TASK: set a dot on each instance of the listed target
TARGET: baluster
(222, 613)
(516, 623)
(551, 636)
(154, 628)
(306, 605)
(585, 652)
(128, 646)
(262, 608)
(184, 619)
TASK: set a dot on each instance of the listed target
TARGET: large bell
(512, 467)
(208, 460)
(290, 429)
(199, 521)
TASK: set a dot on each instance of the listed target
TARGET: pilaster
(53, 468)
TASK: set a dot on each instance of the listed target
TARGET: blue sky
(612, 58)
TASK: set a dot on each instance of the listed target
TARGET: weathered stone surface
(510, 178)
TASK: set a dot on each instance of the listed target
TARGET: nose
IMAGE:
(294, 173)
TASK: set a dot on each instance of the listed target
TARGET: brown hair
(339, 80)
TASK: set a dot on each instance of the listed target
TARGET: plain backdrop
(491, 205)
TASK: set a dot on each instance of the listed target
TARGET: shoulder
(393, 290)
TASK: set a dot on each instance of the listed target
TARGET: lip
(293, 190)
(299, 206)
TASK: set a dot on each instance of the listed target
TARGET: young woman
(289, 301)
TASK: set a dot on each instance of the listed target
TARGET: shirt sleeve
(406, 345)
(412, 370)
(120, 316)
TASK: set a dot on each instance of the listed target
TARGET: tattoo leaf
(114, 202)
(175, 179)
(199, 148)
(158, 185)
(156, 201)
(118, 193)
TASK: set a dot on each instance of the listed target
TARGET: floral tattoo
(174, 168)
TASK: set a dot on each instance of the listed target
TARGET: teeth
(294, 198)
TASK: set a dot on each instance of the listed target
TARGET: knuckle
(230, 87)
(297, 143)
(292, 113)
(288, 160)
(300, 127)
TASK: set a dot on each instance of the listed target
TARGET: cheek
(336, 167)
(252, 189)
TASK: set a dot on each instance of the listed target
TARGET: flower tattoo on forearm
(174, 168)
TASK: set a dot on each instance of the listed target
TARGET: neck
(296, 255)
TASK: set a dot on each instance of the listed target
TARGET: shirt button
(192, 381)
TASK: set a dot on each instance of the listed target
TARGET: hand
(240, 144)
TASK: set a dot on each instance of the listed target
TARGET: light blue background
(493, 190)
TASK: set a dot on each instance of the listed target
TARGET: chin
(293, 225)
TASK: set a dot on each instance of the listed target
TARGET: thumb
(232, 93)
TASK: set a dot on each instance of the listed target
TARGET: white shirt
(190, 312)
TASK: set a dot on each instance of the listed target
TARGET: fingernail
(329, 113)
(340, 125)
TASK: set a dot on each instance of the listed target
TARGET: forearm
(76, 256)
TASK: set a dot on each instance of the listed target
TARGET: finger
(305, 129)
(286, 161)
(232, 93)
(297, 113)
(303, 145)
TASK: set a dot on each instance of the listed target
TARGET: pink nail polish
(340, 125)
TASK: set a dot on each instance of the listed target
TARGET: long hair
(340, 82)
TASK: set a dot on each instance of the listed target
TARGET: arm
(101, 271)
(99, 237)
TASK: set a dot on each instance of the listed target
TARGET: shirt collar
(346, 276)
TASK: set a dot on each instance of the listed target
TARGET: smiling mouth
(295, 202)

◇ ◇ ◇ ◇ ◇

◆ **Stated goal**
Pull out each line of the listing above that contains the string "tattoo". Case counts.

◆ **Solution for this exercise**
TARGET: tattoo leaf
TARGET: floral tattoo
TARGET: flower tattoo on forearm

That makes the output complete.